__Material for the task__.

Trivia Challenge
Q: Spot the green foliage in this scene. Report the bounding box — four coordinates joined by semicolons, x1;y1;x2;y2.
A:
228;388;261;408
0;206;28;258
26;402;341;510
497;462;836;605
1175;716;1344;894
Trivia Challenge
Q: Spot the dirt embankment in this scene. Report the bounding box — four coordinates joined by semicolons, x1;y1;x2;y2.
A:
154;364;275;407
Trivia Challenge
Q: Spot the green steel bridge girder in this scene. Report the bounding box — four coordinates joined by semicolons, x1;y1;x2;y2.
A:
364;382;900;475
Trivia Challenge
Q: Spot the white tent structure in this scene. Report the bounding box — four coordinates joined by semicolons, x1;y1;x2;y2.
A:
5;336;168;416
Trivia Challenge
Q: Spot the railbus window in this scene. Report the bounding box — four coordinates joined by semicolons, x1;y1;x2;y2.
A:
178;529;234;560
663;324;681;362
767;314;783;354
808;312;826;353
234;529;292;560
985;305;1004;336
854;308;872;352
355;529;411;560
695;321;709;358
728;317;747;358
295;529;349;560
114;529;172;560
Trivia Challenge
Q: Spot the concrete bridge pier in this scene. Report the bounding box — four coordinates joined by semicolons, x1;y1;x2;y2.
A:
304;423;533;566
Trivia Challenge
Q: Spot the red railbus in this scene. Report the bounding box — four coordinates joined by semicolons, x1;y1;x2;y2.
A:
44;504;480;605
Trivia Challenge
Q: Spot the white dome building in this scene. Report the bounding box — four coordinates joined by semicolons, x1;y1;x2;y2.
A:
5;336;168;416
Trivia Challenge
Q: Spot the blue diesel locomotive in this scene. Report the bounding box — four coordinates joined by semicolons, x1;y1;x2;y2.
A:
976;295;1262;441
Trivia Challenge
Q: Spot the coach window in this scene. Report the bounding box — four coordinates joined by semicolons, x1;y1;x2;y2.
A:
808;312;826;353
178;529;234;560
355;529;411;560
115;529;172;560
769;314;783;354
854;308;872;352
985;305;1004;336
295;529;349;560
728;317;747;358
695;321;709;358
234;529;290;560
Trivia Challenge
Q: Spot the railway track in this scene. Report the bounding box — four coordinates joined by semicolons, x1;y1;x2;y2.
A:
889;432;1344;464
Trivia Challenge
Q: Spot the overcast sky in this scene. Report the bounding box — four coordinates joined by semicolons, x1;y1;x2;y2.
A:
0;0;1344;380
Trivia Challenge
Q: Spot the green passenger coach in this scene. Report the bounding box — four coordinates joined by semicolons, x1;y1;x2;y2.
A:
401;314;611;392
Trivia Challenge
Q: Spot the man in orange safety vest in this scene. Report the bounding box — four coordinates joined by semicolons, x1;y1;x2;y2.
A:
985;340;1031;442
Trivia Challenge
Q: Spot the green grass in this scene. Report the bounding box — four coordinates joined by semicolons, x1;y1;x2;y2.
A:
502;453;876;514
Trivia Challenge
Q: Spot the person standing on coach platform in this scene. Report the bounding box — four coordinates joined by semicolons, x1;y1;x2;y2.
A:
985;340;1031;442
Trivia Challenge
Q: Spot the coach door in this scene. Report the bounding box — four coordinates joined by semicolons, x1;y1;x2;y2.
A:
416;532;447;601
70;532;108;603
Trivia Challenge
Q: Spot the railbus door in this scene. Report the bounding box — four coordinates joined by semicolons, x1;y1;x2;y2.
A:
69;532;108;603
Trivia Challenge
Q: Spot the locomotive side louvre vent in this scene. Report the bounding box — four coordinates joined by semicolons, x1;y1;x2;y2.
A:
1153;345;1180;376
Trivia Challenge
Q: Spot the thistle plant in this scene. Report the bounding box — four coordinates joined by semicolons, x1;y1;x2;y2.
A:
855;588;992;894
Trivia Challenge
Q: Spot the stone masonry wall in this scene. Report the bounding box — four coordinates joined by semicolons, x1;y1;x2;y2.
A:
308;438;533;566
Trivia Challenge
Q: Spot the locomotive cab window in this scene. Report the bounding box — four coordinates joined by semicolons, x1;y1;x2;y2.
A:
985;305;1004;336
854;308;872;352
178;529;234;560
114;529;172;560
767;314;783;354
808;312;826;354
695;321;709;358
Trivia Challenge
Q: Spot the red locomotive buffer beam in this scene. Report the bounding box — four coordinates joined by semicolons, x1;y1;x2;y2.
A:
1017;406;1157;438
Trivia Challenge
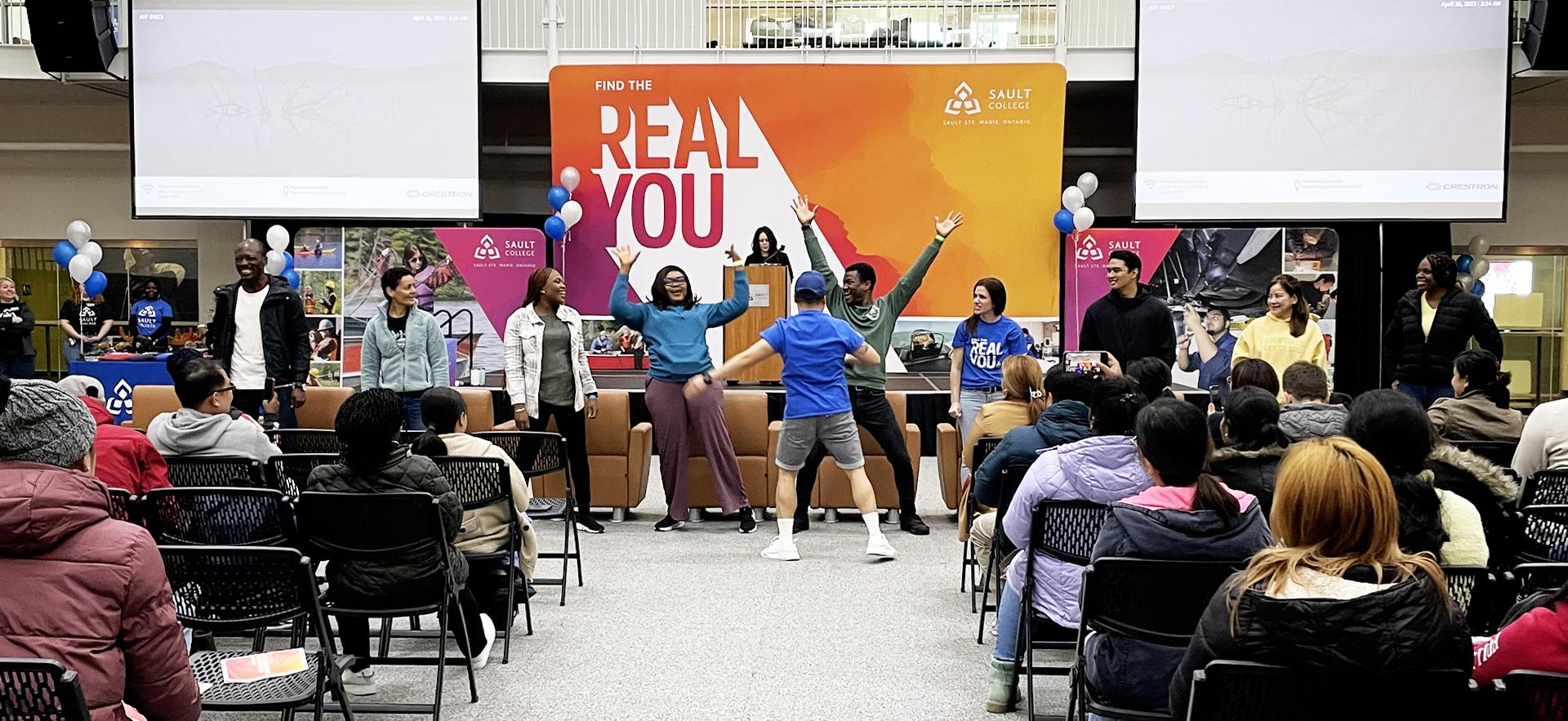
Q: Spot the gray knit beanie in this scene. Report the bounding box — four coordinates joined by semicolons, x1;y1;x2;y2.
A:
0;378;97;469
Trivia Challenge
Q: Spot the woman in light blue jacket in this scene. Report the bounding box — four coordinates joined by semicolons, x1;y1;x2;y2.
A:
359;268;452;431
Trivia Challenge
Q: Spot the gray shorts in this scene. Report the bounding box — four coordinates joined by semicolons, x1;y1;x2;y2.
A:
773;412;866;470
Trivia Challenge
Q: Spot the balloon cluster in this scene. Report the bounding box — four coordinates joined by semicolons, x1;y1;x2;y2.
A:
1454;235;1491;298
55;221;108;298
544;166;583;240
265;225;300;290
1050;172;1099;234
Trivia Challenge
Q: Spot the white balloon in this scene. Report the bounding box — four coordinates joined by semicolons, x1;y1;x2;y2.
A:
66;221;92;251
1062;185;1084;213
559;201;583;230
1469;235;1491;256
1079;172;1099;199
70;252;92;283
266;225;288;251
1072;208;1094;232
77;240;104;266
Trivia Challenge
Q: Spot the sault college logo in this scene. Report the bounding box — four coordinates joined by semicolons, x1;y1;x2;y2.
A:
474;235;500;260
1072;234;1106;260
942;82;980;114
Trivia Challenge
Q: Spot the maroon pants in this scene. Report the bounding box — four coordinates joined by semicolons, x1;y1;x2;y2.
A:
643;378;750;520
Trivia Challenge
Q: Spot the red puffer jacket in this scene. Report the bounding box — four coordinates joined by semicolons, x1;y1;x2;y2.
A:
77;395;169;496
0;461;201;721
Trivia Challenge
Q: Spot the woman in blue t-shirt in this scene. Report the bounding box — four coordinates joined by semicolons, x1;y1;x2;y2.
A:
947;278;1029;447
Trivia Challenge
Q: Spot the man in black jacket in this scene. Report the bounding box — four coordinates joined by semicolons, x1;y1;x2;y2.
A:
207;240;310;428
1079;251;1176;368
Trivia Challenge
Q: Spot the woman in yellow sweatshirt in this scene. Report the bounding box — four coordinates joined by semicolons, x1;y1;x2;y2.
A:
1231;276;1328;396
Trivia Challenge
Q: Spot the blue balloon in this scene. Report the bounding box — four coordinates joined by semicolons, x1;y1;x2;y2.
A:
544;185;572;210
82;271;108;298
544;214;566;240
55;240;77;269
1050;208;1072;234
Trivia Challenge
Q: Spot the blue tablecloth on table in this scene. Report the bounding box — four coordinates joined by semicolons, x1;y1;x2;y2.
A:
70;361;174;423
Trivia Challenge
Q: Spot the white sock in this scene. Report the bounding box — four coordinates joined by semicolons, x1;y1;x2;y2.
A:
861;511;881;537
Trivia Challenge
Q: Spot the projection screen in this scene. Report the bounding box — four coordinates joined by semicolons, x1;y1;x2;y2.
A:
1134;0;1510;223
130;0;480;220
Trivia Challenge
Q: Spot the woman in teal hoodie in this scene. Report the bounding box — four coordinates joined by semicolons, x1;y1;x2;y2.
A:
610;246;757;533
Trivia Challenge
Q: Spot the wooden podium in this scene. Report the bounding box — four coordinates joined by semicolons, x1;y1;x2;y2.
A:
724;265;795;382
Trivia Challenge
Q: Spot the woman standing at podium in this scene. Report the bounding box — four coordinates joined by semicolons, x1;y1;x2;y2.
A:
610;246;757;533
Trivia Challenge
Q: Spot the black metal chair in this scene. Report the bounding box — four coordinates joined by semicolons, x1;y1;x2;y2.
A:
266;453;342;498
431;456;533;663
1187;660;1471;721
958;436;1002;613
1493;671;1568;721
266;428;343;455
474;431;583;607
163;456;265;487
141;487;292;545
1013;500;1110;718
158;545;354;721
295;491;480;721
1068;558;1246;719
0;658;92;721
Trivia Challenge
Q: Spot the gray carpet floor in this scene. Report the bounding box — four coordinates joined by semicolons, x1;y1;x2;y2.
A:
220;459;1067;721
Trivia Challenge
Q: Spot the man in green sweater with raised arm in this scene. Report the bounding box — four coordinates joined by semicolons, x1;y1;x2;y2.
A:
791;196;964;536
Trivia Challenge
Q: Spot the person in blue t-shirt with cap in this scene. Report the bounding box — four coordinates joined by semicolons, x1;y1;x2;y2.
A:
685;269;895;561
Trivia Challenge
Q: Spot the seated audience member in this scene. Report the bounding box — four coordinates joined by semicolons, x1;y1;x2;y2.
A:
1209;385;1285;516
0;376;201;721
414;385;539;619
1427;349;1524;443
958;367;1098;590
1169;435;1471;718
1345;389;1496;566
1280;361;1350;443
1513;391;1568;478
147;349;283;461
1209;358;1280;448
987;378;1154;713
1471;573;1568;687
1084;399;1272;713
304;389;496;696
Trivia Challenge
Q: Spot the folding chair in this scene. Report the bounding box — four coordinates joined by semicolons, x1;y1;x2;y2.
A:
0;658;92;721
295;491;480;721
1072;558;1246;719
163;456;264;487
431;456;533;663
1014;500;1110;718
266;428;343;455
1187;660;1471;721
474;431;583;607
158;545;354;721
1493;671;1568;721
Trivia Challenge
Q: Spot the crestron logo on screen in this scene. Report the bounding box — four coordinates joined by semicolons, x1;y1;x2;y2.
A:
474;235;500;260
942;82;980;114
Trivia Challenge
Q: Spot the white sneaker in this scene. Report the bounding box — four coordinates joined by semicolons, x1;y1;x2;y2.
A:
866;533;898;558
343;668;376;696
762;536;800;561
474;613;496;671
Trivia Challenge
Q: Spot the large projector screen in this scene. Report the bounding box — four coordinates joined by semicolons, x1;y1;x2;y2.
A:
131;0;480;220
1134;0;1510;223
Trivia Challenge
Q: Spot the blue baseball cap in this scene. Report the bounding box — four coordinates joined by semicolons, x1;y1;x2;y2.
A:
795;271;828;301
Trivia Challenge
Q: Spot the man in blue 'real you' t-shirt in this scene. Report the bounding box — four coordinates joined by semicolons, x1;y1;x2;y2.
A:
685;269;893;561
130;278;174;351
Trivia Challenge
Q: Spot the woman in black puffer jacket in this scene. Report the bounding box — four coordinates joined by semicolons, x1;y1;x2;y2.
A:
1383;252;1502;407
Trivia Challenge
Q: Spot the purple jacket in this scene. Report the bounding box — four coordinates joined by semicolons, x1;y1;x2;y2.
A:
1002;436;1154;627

__Stated task__.
Please copy out everything from the start of the records down to and including the line that contains "154;364;275;407".

__Correct answer__.
Trivia Challenge
Q: Spot the green foliage in this scene. Report the bounding box — four coordinates joined by semicolons, x1;y1;x2;y2.
A:
228;388;261;408
0;206;28;258
26;402;341;510
497;462;836;605
1175;716;1344;894
Trivia Challenge
Q: Spot the dirt embankment in this scene. Report the bounding box — four coordinates joined by semicolons, x1;y1;x2;y2.
A:
154;364;275;407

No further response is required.